### Task prompt
Exact reproduction is required for all entries.

-------- Given records

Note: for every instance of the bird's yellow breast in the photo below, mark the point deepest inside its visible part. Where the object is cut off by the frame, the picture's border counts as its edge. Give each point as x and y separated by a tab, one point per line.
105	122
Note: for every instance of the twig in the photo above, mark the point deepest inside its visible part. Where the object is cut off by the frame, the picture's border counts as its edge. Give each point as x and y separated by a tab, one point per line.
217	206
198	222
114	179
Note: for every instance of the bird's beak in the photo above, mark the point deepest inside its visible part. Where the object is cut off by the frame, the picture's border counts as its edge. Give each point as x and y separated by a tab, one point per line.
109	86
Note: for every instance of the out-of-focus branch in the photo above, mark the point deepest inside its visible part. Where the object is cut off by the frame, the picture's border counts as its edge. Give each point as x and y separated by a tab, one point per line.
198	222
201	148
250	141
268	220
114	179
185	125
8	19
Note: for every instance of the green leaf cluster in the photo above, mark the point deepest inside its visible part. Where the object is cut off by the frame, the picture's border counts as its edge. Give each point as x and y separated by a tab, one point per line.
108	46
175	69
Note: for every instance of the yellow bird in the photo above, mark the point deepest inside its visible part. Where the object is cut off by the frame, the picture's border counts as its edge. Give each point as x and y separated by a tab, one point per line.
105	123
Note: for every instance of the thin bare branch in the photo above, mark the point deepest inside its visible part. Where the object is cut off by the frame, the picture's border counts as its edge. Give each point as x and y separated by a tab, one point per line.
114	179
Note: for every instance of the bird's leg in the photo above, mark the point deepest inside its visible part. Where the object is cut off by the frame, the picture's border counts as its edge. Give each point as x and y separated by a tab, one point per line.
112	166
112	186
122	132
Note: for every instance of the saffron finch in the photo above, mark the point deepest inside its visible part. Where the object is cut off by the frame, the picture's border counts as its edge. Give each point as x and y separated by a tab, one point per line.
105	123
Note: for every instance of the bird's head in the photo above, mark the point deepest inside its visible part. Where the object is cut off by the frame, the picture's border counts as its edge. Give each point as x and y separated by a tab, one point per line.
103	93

----------------

### Exercise result
Note: for every instance of the bird's yellow breast in the photo below, mark the point deepest inside its visible part. Where the object is cut off by the frame, the picture's border counts as its edge. Give each point as x and y separated by a tab, one point per line.
105	122
Note: for every instance of the twig in the photo above, mark the point deepest inside its visible part. Where the object is cut off by the frame, the picture's border counts as its edge. Give each point as x and y separated by a tab, one point per line.
217	206
198	222
114	179
Note: for every instance of the bird's beak in the photo above, mark the point deepest inside its visible part. Where the object is cut off by the frame, the picture's border counts as its edge. Give each point as x and y separated by a tab, one point per line.
109	86
Note: for every instance of the out-of-focus branch in the photo above, mark the point deepest inside its visible part. Where the object is cut off by the frame, the picture's border counts as its edge. Give each point as x and y separated by a tab, one point per line.
198	222
201	148
250	141
268	220
114	179
185	125
8	19
Note: for every instance of the green leaf cluster in the photo above, mark the point deepest inside its visible part. Where the object is cut off by the frame, the picture's border counts as its edge. Give each point as x and y separated by a tab, one point per line.
108	46
175	69
Note: for every instance of the yellow bird in the photo above, mark the point deepest inside its visible part. Where the object is cut off by the frame, the picture's border counts as its edge. Give each point as x and y separated by a tab, one point per line.
105	123
Note: for every instance of the thin bare branch in the photo above, mark the point deepest inside its visible part. Where the object is cut off by the frame, the picture's border counts as its edge. Give each point as x and y separated by a tab, one point per line.
114	179
Note: for every instance of the bird's leg in the photo above, mark the point deepest inside its visible part. Where the object is cut off by the frame, the picture's border counts as its edge. Give each point as x and y separated by a tab, one point per line.
112	166
112	186
122	132
Note: for every instance of the saffron finch in the photo above, mark the point deepest inside its visible part. Where the object is cut off by the frame, the picture's border counts as its edge. Give each point as x and y separated by a tab, one point per line.
105	123
Note: for every instance of the bird's head in the photo above, mark the point deepest inside its visible part. Where the object is cut off by the frame, the picture's border counts as its edge. Give each point as x and y separated by a tab, one point per line.
103	93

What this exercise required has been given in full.